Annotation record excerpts
○ ○ ○ ○ ○ ○ ○

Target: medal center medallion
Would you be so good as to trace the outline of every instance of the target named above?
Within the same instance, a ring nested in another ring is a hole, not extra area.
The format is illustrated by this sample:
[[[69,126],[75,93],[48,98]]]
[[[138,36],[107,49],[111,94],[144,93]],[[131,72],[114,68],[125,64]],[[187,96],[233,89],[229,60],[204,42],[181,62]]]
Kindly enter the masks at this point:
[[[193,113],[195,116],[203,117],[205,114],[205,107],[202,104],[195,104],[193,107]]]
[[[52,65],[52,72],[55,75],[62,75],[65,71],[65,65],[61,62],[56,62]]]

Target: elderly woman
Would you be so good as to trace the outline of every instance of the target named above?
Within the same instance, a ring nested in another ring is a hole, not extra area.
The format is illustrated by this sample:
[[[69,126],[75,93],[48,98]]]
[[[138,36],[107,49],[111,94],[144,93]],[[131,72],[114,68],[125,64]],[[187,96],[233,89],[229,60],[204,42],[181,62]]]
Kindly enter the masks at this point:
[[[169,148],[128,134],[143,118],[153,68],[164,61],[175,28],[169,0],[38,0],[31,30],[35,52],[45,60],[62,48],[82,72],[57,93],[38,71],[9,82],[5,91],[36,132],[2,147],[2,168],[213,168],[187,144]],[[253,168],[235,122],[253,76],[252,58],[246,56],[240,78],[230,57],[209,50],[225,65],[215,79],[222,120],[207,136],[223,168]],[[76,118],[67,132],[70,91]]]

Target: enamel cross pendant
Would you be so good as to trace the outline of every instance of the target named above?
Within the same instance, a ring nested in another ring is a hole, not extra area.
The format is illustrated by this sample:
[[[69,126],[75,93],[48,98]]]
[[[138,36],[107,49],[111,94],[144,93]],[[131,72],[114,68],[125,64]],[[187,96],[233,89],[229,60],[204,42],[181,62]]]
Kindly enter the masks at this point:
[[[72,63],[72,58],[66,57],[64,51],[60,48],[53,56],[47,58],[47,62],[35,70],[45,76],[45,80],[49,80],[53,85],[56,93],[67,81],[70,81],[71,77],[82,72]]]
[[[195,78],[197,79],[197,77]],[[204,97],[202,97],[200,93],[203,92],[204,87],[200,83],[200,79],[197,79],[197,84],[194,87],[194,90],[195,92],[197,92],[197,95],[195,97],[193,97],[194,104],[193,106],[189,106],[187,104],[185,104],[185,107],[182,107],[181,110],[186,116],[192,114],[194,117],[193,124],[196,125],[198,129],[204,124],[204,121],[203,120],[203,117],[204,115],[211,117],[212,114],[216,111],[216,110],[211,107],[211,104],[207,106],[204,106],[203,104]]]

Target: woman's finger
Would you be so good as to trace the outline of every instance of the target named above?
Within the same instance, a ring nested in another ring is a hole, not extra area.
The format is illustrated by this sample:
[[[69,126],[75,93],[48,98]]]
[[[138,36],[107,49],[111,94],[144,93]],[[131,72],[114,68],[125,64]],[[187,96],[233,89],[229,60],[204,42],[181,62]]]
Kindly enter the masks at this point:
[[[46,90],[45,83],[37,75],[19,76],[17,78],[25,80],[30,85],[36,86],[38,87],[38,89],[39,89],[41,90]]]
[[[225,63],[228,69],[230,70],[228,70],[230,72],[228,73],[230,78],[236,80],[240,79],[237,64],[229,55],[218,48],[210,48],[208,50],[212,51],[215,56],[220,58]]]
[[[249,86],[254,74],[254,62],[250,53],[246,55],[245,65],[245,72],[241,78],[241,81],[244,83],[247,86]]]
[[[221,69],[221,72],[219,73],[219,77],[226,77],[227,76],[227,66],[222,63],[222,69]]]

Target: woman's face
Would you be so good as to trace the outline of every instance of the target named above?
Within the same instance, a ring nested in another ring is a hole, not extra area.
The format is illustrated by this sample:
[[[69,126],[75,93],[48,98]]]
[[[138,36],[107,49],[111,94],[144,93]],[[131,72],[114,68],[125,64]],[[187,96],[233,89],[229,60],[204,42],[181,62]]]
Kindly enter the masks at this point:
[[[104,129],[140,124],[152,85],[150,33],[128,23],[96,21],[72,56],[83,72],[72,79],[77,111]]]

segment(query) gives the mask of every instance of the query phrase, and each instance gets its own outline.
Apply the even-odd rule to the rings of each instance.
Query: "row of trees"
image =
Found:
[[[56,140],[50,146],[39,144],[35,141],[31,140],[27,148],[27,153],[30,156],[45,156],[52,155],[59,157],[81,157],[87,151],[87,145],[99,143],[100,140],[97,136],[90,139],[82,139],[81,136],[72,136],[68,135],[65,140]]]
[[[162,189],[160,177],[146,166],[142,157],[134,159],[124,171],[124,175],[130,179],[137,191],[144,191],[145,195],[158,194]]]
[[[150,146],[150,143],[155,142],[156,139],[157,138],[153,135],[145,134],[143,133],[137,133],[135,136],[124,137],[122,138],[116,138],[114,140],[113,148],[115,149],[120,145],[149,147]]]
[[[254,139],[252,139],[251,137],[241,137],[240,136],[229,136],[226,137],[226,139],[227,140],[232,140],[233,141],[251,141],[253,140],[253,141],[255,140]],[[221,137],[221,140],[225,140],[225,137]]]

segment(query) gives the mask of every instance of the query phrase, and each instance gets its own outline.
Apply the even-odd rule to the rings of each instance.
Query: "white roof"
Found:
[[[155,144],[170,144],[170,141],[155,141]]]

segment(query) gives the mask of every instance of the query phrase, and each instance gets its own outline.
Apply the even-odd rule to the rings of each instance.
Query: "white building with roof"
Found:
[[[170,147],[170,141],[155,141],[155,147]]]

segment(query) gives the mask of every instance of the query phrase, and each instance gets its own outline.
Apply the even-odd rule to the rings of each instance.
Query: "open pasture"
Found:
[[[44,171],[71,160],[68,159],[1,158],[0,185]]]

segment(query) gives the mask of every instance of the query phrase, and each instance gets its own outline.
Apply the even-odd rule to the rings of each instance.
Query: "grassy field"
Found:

○ ○ ○ ○ ○ ○ ○

From the entries above, keep only the lines that contain the string "white" and copy each one out. Match case exactly.

ANSWER IN FULL =
Query: "white roof"
Query: "white building with roof"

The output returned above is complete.